Problem requirements: Reproduce the data below verbatim, starting with the line containing "Task: annotate the black leather jacket." and continuing through the end of the data.

Supplied records:
****************************************

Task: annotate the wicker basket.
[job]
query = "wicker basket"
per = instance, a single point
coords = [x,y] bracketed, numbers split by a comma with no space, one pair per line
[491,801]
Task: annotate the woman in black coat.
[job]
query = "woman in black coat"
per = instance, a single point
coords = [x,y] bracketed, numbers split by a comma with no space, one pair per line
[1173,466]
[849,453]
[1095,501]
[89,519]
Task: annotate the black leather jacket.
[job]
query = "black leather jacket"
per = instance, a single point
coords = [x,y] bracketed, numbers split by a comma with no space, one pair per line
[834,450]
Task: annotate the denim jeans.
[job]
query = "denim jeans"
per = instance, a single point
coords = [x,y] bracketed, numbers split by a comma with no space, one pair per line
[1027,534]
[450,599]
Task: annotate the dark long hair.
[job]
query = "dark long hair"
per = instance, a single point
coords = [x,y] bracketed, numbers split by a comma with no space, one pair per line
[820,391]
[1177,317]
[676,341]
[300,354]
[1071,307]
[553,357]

****************************************

Task response:
Task: annotate the black leather jacket.
[job]
query = "black leather jacket"
per = instance, a single point
coords = [x,y] bracketed, numbers split by a comma with no space, one pair per line
[834,450]
Task: annotate the denim jeans.
[job]
query = "denim jeans"
per = instance, a single point
coords = [x,y] bracketed, numbers split by a comma with no space, one pair per line
[1027,534]
[450,599]
Task: annotate the dark long hair.
[job]
query = "dark long hair"
per = instance, a single point
coords = [x,y] bracketed, numbers split by a comma with no space, one pair per line
[820,391]
[1177,317]
[676,341]
[300,354]
[1071,307]
[553,357]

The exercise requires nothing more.